Quoted passage:
In [1]:
import networkx as nx
import pandas as pd
import matplotlib.pyplot as plt
import numpy as np
import time
from sklearn.cluster import SpectralClustering
import networkx.algorithms.community as nx_comm


In [2]:
meetings_meaningful_internal = pd.read_csv('meetings_meaningful_googledoc/meetings_meaningful_internal.csv')
df = meetings_meaningful_internal[meetings_meaningful_internal['Internal1'] & meetings_meaningful_internal['Internal2']].reset_index(drop=True)
df = df[['Source', 'Target', 'Weight']]

DG = nx.from_pandas_edgelist(df, source='Source', target='Target', edge_attr = 'Weight', create_using=nx.DiGraph())
orig_G = nx.Graph()
orig_G.add_edges_from(DG.edges(), weight=0)
for u,v,d in DG.edges(data=True):
    orig_G[u][v]['weight'] += d['Weight']
nodes = list(orig_G.nodes)

#Create a dictionary showing the index corresponds to each node_id
idx_vs_node_id = {k: v for v, k in enumerate(nodes)} #{1: 0, 4: 1, 6: 2, ...}

#Create the adjacency matrix
adj_mat = np.zeros((len(nodes), len(nodes)))

Records from a data source:
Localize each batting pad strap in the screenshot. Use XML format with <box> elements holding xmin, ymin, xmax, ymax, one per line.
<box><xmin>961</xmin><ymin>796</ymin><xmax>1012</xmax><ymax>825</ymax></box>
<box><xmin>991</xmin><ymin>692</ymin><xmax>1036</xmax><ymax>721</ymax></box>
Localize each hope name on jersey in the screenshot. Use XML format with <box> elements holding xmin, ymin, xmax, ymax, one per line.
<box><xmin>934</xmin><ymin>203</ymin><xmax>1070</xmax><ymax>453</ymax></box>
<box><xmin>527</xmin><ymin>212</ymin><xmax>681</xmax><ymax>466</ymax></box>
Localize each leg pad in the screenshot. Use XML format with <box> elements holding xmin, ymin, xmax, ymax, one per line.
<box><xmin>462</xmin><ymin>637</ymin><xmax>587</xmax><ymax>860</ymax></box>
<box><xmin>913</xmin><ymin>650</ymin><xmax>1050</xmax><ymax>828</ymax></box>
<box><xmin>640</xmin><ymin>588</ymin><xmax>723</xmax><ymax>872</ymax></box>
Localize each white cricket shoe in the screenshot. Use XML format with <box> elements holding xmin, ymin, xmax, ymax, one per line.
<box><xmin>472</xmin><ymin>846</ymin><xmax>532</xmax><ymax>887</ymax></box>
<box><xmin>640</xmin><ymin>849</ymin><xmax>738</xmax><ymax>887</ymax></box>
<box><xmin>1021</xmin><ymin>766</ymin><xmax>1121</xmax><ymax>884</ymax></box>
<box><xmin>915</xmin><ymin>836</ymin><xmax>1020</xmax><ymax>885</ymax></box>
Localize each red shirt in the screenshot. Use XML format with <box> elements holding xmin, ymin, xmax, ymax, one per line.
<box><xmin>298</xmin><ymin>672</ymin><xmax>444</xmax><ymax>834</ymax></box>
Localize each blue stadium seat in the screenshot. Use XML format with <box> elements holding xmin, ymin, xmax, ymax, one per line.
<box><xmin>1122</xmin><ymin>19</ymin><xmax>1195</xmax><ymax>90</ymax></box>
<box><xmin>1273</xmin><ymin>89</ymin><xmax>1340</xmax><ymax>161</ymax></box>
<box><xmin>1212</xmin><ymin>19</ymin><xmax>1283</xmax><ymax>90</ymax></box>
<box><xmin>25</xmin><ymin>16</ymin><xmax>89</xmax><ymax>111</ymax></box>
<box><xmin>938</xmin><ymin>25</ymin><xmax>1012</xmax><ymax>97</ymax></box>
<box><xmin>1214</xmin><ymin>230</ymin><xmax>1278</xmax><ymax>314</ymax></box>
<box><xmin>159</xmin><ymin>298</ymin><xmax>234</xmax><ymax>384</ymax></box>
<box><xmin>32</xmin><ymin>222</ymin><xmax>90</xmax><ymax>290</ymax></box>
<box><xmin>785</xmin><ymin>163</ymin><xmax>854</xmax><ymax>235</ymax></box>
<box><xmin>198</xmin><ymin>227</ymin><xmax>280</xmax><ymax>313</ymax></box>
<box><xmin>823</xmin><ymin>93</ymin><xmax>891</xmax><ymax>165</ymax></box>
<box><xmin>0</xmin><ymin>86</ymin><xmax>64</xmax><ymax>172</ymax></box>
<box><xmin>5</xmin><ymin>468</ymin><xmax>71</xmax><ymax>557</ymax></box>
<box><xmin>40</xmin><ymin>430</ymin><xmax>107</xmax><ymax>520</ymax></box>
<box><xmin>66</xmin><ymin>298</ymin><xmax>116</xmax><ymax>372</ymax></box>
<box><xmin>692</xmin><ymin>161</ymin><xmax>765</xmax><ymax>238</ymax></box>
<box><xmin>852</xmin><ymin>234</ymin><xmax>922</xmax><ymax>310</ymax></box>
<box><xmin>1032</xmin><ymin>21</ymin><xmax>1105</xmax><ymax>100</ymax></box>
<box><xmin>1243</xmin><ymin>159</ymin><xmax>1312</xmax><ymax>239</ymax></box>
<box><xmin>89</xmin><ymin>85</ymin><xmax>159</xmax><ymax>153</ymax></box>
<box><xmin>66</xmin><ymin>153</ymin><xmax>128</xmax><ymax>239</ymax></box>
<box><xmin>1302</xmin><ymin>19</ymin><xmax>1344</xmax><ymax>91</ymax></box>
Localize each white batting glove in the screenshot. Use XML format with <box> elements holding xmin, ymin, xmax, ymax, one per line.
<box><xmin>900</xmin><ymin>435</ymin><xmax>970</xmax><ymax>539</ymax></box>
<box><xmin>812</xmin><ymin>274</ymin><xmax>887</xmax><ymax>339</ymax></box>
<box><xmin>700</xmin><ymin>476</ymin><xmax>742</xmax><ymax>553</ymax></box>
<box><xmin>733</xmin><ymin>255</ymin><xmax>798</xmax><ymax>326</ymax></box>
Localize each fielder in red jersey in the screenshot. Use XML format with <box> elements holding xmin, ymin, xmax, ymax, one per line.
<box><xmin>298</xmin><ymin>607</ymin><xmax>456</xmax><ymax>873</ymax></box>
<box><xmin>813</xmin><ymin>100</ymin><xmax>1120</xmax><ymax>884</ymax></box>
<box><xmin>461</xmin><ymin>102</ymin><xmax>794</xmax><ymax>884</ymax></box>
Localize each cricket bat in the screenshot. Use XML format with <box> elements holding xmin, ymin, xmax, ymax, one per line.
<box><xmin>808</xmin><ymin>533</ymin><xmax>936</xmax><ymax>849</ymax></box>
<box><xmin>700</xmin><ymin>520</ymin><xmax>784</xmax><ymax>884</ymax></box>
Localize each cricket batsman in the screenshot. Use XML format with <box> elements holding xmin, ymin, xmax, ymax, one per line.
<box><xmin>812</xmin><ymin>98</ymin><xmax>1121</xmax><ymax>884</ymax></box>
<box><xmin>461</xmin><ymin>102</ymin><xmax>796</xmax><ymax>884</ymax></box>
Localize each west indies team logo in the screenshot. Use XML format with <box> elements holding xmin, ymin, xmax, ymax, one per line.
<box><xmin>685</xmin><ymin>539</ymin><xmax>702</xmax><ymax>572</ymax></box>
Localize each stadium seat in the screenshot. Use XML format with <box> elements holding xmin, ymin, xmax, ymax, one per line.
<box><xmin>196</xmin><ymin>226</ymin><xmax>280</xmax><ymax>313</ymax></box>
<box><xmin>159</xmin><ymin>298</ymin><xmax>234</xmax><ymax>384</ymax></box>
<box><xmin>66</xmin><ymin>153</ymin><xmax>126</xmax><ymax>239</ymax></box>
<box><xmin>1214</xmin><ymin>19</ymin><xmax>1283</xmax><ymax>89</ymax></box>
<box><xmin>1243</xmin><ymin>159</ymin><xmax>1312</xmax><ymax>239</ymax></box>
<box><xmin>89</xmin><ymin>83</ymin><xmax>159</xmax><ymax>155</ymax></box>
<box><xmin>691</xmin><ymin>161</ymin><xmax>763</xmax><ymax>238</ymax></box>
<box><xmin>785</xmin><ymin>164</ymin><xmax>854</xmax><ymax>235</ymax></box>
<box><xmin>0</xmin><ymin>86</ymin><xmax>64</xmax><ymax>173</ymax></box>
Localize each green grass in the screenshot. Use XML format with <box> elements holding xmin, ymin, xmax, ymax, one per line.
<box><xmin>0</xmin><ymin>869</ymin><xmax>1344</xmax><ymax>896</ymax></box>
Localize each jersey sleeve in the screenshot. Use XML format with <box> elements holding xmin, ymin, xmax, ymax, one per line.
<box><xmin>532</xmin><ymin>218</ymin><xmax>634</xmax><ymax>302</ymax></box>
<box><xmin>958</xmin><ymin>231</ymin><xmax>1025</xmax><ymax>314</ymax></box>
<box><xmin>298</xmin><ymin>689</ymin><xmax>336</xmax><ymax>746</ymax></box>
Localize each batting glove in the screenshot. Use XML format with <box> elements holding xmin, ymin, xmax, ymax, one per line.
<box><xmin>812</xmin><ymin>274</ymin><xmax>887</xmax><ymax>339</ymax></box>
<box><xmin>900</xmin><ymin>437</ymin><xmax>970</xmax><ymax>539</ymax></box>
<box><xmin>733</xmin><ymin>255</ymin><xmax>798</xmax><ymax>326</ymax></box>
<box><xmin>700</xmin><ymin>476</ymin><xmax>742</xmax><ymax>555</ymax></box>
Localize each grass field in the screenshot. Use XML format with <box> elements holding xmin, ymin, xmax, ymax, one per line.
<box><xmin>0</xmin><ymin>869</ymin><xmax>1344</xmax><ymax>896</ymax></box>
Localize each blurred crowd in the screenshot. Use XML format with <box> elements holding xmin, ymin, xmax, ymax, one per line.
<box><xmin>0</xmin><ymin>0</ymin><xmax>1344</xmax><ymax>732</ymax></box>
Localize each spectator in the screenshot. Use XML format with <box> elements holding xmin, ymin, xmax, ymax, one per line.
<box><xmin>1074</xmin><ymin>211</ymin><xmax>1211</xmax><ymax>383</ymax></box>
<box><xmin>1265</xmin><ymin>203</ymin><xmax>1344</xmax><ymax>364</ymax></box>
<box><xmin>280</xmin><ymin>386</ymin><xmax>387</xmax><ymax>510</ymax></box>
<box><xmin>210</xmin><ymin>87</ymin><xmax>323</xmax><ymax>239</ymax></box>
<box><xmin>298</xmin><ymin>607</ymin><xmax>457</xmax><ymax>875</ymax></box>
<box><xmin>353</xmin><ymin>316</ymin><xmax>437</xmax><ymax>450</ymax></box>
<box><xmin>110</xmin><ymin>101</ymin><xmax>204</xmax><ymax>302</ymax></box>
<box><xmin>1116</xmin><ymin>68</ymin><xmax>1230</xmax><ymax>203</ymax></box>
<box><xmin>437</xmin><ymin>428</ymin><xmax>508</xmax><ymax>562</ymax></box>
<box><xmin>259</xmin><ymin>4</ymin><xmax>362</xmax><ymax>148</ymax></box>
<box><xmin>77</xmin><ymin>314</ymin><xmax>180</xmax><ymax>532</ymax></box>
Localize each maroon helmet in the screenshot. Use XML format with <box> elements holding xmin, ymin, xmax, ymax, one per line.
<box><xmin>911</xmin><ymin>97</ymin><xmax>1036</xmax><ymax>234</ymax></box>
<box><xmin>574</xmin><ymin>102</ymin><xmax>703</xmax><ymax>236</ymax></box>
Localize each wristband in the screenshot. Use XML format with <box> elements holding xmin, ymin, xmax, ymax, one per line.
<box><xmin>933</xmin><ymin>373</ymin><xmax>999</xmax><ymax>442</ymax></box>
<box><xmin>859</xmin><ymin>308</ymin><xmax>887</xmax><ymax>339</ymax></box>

Written tasks:
1) In the notebook code, list every alias assigned with "as" in the import statements.
2) Carry on writing the notebook code from its last line.

Answers per task:
1) nx, pd, plt, np, nx_comm

2)
for r in range(len(df)):
    i = df.iloc[r]['Source']
    i = idx_vs_node_id[i]
    j = df.iloc[r]['Target']
    j = idx_vs_node_id[j]
    adj_mat[i][j] = 1
    adj_mat[j][i] = 1
    

In [3]:
#Spectral Clustering + Stopping rule
def first_two_eigen_valandvec(A):
    '''
    Return largest_eigenval in magnitude, largest_eigenvec,
    sec_largest_eigenval in magnitude, sec_largest_eigenvec
    '''
    w, v = np.linalg.eig(A) #eigenvalues and vectors
    w_abs = abs(w)

    largest_eigenval = w[0]; largest_idx = 0
    sec_largest_eigenval = w[1]; sec_largest_idx = 1
    if w_abs[1] > w_abs[0]:
        largest_eigenval = w[1]; largest_idx = 1
        sec_largest_eigenval = w[0]; sec_largest_idx = 0
    for i in np.arange(2, len(w)):
        if w_abs[i] > largest_eigenval:
            sec_largest_eigenval = largest_eigenval; sec_largest_idx = largest_idx;
            largest_eigenval = w[i]; largest_idx = i
        if largest_eigenval > w_abs[i] > sec_largest_eigenval:
            sec_largest_eigenval = w[i]; sec_largest_idx = i
    
    largest_eigenvec = v[largest_idx]
    sec_largest_eigenvec = v[sec_largest_idx]
    return largest_eigenval, largest_eigenvec, sec_largest_eigenval, sec_largest_eigenvec

def get_nonbt_mat(A):    
    d = A.sum(axis=0)
    D = np.zeros(A.shape)
    np.fill_diagonal(D, d)
    
    B = np.zeros(A.shape)
    I = np.zeros(A.shape)
    np.fill_diagonal(I, -1)
    
    B = np.concatenate((B, I), axis=0) #Left half of B_np
    tmp = np.concatenate((D-I, A), axis=0) #Right half of B_np
    B = np.concatenate((B, tmp), axis=1)
    
    return B

def nonbt_norm_approx(G):
    deg_list = list(dict(G.degree()).values())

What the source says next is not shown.